— Start Records to use —
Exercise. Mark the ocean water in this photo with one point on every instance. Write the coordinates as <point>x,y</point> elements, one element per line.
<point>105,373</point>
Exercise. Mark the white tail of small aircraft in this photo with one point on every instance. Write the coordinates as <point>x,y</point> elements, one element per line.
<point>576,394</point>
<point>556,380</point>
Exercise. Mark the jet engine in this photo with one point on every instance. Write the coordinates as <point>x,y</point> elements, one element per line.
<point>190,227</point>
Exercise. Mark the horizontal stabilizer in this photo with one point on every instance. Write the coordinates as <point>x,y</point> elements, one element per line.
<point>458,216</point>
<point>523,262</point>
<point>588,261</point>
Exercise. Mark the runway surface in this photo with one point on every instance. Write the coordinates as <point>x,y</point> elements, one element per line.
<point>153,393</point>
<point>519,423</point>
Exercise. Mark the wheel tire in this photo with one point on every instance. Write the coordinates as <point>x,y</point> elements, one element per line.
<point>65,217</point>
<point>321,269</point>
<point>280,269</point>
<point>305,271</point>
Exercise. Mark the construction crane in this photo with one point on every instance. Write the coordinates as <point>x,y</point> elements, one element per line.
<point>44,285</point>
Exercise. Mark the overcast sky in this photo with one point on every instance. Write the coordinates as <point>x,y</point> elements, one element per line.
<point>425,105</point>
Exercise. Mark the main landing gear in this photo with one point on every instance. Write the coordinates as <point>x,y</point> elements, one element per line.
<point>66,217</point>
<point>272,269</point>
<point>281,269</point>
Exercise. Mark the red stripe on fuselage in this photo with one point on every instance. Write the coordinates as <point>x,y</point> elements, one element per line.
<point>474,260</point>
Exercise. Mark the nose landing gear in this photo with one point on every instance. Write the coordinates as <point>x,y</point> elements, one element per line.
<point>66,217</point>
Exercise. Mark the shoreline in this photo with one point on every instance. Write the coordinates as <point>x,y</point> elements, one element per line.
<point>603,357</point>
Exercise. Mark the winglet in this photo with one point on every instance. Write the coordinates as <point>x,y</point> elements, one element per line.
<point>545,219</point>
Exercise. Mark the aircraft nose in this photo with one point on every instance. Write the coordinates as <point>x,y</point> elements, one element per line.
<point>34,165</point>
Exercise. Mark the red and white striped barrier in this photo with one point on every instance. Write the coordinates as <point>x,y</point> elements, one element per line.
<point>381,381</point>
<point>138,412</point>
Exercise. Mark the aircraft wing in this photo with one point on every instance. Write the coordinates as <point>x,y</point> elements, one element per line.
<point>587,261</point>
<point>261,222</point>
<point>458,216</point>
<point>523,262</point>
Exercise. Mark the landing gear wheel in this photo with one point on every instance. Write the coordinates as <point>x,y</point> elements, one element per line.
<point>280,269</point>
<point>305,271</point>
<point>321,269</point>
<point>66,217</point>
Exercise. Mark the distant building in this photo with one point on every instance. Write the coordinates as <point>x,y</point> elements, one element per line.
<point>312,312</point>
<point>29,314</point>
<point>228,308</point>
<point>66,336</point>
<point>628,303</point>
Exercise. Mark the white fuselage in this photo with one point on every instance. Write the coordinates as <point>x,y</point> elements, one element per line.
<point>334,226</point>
— End Records to use —
▶ [Description of the task]: Copy out every one of the items above, word for word.

▶ [Exercise result]:
Exercise. Mark the ocean water in this photo with one point on every instance. Write the coordinates as <point>x,y</point> elements, one element per line.
<point>105,373</point>
Exercise. Mark the white tail of small aircraft in this photo with one point on every instance. Write the coordinates as <point>x,y</point> elements, one element per line.
<point>576,394</point>
<point>556,380</point>
Exercise. Mark the jet engine in this photo with one point on every instance. Write the coordinates as <point>x,y</point> elements, one element per line.
<point>190,227</point>
Exercise. Mark the horizontal stabilizer in this photo with one point on every instance. Write the coordinates as <point>x,y</point> elements, one element per line.
<point>458,216</point>
<point>523,262</point>
<point>588,261</point>
Exercise. Mark the runway surface in this photo with one point on every instance. Write the coordinates as <point>x,y</point> elements, one element per line.
<point>153,393</point>
<point>519,423</point>
Exercise. Mark the wheel tire in this photo with one point on every instance. Write the coordinates as <point>x,y</point> elements, one element per line.
<point>65,217</point>
<point>321,269</point>
<point>280,269</point>
<point>305,271</point>
Exercise. Mark the construction crane in this photo with one point on every instance. Write the coordinates as <point>x,y</point> elements, one element per line.
<point>44,285</point>
Exercise. Mark the overcast sky in this photo with one point on every instance. Write the coordinates as <point>x,y</point> elements, one element per line.
<point>425,105</point>
Exercise. Mark the main landing gear in this photo with one point on every instance. Write the coordinates as <point>x,y</point> elements, one element per line.
<point>66,217</point>
<point>272,269</point>
<point>281,269</point>
Exercise. Mark the red stripe on fuselage in this photo with one point on every instance. Write the coordinates as <point>x,y</point> elements, one element per line.
<point>474,260</point>
Exercise. Mark the nose landing gear in this photo with one point on every instance. Write the coordinates as <point>x,y</point> elements, one element per line.
<point>66,217</point>
Exercise. Mark the shoreline in this photo with one point on every instance. Write the coordinates as <point>x,y</point> elements, one element per line.
<point>603,357</point>
Exercise. Mark the winglet in this photo with one point on every instance. Write the coordinates as <point>x,y</point> elements, one element per line.
<point>545,219</point>
Exercise. Mark the aircraft nose in this photo with one point on every instance. Write the coordinates as <point>x,y</point> elements, one element per line.
<point>34,165</point>
Exercise. Mark the red and white striped barrier in this photo with one point on every instance. Write the coordinates as <point>x,y</point> elements, one element per line.
<point>381,381</point>
<point>138,412</point>
Exercise. Mark the aircraft wing in this photo with one point on every instance. Write the coordinates as <point>x,y</point> elements, one element per line.
<point>587,261</point>
<point>261,222</point>
<point>458,216</point>
<point>523,262</point>
Exercise. Mark the landing gear wheel in this photo with one point on every instance. Write the coordinates as <point>x,y</point> elements, one element per line.
<point>280,269</point>
<point>305,271</point>
<point>321,269</point>
<point>66,217</point>
Exercise. Mark the distant building in this photo with one point on every instance. Write the coordinates as <point>x,y</point> elements, one element per line.
<point>312,312</point>
<point>29,314</point>
<point>228,308</point>
<point>66,336</point>
<point>628,303</point>
Exercise. Mark the white fuselage in this photo with one point on every instance. Write the coordinates as <point>x,y</point> elements, one element per line.
<point>334,226</point>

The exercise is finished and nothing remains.